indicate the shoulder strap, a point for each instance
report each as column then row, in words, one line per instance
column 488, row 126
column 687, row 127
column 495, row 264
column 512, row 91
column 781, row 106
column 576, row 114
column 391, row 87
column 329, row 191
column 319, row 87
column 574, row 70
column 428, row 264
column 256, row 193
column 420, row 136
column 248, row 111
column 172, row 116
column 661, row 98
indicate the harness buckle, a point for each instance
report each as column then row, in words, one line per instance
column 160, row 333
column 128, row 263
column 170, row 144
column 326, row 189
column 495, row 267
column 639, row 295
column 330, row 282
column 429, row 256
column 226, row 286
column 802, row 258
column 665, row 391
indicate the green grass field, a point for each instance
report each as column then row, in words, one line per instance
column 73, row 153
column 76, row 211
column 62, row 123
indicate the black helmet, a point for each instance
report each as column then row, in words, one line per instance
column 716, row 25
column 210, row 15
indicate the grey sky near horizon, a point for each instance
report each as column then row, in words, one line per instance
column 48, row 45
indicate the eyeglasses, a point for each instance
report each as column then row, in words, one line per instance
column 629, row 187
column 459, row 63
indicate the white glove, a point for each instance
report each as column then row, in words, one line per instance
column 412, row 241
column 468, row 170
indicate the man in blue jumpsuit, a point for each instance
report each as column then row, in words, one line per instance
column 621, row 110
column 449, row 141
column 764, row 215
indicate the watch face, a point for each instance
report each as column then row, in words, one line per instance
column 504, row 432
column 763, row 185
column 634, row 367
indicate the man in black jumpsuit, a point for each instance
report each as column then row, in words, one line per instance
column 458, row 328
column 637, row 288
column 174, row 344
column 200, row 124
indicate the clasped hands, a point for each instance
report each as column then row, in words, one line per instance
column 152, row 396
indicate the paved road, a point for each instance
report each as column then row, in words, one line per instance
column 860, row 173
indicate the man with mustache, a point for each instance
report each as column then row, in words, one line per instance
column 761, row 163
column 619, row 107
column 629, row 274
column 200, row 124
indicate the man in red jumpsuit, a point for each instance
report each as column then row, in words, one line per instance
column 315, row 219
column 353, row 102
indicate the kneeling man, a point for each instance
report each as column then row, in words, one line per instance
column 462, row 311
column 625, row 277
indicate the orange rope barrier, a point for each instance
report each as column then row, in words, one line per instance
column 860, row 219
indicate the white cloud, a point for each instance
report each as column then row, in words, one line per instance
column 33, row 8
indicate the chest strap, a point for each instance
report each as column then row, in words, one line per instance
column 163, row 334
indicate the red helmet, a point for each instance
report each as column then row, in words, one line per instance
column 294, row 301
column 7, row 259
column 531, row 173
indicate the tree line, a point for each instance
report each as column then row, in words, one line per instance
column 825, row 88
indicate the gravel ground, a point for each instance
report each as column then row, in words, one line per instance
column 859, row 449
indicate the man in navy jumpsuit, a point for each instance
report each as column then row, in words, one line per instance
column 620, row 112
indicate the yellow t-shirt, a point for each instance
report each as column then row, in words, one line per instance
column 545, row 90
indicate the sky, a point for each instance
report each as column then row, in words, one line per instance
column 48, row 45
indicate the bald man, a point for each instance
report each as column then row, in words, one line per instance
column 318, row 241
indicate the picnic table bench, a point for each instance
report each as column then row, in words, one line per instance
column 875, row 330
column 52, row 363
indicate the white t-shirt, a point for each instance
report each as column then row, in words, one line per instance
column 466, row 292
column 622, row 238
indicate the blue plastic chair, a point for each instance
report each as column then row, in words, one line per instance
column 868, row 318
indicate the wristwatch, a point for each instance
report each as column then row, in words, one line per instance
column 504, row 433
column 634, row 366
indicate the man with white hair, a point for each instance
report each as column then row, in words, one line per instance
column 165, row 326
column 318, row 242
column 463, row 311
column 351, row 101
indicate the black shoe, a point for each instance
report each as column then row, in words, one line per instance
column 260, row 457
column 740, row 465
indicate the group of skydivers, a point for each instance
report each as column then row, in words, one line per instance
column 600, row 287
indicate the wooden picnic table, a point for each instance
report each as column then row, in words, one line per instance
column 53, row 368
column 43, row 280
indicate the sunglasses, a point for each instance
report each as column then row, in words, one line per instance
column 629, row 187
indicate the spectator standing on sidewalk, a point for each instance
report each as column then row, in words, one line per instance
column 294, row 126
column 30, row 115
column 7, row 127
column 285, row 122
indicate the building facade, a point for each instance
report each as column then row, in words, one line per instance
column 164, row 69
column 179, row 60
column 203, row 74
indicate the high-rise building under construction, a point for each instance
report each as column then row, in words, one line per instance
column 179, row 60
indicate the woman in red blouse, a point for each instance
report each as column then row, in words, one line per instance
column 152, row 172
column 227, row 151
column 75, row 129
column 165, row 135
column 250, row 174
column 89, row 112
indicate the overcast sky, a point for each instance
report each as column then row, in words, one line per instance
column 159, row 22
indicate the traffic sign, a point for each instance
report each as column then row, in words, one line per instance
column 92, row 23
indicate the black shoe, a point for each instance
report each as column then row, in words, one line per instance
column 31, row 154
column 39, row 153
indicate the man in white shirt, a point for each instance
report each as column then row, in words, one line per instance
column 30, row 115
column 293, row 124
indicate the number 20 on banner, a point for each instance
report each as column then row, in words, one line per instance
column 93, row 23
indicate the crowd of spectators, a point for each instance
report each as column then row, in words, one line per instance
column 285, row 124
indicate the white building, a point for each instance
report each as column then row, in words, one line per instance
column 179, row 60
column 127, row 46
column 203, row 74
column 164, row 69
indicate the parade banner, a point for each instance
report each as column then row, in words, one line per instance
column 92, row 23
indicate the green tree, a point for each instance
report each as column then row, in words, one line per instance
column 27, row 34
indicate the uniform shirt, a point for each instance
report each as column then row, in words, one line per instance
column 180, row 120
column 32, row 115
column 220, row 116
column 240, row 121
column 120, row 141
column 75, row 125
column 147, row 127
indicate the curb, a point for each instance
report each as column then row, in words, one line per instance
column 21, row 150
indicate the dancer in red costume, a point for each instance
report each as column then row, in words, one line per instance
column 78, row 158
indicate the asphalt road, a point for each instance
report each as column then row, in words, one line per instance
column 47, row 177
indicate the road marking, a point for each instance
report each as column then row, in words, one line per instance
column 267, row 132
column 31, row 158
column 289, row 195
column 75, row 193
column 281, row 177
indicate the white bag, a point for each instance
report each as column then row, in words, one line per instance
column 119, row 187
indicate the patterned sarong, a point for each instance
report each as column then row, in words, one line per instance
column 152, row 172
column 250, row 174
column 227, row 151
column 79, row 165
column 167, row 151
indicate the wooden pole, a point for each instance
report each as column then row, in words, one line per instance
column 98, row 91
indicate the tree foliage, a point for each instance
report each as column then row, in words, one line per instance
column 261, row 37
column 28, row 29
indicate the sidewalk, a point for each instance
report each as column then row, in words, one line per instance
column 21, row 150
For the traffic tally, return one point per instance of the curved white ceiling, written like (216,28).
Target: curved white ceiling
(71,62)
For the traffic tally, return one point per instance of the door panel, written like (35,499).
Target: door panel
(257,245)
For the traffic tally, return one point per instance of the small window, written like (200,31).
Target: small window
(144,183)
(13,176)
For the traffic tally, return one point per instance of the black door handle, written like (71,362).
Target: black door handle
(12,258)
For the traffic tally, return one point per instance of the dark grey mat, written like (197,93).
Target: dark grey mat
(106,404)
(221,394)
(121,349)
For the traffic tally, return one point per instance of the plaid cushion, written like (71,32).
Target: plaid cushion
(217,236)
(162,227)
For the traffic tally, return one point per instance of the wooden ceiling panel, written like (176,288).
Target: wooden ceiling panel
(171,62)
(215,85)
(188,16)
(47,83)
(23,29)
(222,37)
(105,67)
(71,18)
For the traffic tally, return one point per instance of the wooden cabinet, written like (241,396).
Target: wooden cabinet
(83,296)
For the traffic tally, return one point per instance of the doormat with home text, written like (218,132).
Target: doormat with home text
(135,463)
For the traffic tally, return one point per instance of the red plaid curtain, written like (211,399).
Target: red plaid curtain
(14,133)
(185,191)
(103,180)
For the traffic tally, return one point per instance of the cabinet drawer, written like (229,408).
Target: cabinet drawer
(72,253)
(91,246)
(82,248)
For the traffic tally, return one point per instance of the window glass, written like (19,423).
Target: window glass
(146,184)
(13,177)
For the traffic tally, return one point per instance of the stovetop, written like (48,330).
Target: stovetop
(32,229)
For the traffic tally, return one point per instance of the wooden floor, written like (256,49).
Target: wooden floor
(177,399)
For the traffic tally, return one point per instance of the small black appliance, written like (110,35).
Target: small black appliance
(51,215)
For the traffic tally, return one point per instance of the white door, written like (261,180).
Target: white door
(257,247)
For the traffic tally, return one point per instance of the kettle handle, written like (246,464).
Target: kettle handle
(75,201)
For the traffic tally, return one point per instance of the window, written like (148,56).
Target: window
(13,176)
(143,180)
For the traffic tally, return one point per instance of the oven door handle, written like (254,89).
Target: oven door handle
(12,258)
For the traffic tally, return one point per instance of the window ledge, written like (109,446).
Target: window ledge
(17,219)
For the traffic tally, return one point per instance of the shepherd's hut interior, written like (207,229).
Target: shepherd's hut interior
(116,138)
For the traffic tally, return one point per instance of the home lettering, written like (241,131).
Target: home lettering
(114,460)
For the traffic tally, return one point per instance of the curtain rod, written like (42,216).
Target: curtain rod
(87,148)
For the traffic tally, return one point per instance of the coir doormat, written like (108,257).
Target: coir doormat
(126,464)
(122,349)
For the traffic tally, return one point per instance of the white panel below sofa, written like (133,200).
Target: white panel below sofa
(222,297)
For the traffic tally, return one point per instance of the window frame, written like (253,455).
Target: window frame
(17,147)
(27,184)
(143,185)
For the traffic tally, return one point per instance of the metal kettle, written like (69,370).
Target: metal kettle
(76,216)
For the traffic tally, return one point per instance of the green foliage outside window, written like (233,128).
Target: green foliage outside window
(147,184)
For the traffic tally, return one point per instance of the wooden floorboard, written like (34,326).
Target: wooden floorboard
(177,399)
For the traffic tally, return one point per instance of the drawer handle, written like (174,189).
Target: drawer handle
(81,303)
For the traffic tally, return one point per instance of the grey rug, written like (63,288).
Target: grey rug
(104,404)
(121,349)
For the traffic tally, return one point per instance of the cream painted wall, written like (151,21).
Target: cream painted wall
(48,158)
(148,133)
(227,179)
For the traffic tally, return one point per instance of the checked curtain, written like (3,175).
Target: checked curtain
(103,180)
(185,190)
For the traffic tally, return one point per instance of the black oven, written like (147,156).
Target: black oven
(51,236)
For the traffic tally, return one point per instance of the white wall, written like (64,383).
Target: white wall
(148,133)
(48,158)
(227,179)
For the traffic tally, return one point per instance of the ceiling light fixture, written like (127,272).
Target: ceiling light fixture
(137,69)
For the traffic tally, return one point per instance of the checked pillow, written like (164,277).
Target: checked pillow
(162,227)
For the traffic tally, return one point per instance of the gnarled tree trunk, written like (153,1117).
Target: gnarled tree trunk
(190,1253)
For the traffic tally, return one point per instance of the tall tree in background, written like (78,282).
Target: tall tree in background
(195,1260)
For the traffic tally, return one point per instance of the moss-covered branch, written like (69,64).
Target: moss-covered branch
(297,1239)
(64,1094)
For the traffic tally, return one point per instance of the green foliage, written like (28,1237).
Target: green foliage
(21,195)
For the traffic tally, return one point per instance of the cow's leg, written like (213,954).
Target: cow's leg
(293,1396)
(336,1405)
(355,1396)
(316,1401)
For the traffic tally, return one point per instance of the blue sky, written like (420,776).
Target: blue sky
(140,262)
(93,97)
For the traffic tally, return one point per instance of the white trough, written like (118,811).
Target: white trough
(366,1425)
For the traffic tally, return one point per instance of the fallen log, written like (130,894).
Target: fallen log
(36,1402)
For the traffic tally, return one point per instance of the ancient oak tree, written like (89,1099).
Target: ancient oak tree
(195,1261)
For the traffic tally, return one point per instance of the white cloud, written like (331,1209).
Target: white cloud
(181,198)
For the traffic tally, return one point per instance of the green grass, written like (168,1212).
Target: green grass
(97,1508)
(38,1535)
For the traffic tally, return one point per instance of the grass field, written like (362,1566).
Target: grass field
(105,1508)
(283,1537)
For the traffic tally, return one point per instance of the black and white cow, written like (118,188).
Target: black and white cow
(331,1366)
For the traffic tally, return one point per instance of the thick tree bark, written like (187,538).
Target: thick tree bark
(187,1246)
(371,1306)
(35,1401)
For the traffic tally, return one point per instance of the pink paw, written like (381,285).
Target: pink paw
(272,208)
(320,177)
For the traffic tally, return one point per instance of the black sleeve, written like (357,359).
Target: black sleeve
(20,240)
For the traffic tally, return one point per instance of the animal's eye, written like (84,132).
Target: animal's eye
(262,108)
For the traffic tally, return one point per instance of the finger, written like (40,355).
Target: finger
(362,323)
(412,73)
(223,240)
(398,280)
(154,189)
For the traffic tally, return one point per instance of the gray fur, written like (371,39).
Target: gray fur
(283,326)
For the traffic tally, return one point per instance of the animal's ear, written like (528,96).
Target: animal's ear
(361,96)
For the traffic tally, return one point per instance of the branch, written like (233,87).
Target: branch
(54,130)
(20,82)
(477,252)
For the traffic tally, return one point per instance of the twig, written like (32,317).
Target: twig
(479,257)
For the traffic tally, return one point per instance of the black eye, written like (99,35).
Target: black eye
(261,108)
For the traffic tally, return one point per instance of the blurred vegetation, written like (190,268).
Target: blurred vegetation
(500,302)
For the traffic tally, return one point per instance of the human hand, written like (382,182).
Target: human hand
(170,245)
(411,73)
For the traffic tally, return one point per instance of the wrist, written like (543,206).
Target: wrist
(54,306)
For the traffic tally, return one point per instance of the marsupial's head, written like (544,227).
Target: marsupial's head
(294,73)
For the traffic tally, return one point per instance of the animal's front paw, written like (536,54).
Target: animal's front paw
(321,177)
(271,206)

※ ※ ※

● WHAT IS REQUIRED: Lines from the one containing "written like (544,227)." through the final line of the material should be set down exactly, and no other lines.

● ANSWER SPACE:
For the traffic tally, return one point per instance of the marsupial's head, written like (544,227).
Target: marsupial's head
(294,73)
For the traffic tally, return one point per instance of the animal's front paw, written like (536,54).
Target: animal's front paw
(321,177)
(271,206)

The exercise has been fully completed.